---------- Data for the task ----------

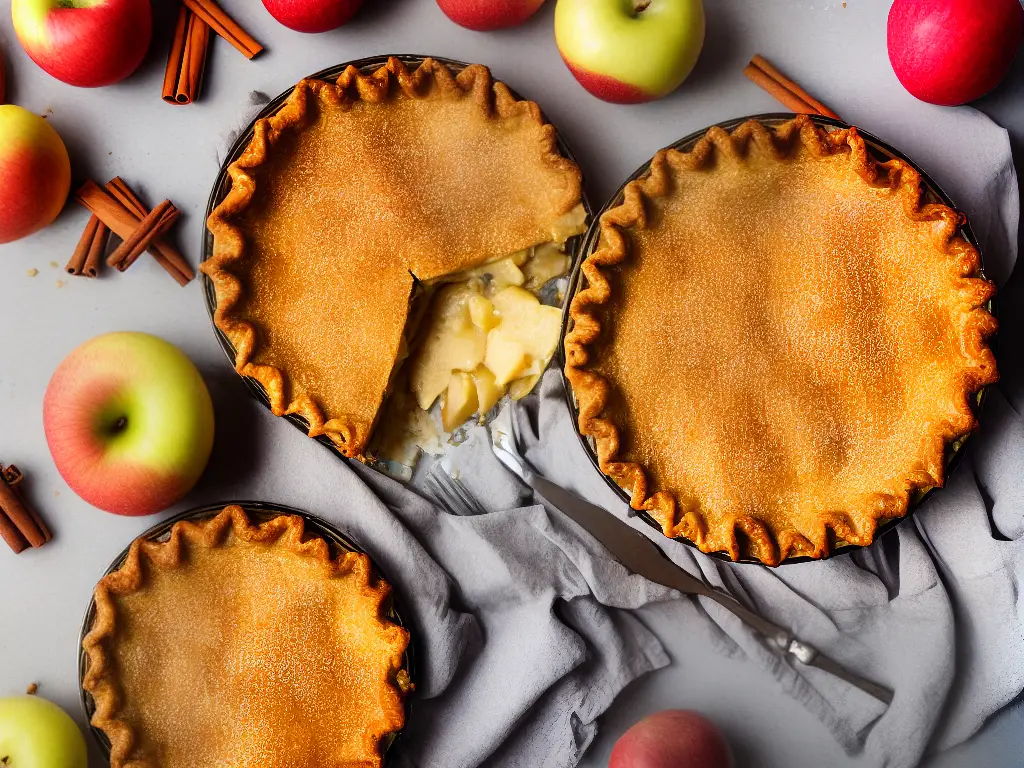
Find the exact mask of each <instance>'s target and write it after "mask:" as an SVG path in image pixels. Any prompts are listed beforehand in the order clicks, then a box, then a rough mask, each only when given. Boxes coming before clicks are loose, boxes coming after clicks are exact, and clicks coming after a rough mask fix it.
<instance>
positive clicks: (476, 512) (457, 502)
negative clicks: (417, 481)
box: [424, 459, 487, 517]
mask: <svg viewBox="0 0 1024 768" xmlns="http://www.w3.org/2000/svg"><path fill="white" fill-rule="evenodd" d="M442 464H443V460H442V459H438V460H437V461H435V462H434V464H433V466H432V467H431V468H430V471H429V472H427V477H426V480H424V484H425V485H426V488H427V493H428V494H430V496H432V497H433V498H434V500H435V501H436V502H438V503H439V504H440V505H441V507H443V508H444V509H449V510H451V511H452V512H455V513H456V514H457V515H463V516H464V517H471V516H473V515H482V514H485V513H486V511H487V510H486V509H484V508H483V506H482V505H481V504H480V503H479V502H478V501H476V497H474V496H473V495H472V494H471V493H470V490H469V488H467V487H466V484H465V483H464V482H463V481H462V480H460V479H459V478H458V477H453V476H452V475H451V474H450V473H449V472H446V471H445V470H444V467H443V466H442Z"/></svg>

----------

> **Directions for this task**: Switch "clicks" to "points" in the records, running from their start through the line with "box: [424, 459, 487, 517]", and leave everything else unchanged. Return only those lines, without the pictures.

> **Written response**:
Find the exact mask of each <instance>'s target and write it after "mask:" as an SVG path in image pixels. Any prompts are listed beforehand in the order points, then a box, then a rough mask, each only when given. Boxes coming before points are loose, boxes coming after points are exact, and points coming after a rough mask fix it.
<instance>
positive points: (476, 512) (457, 502)
negative points: (417, 481)
box: [424, 459, 487, 517]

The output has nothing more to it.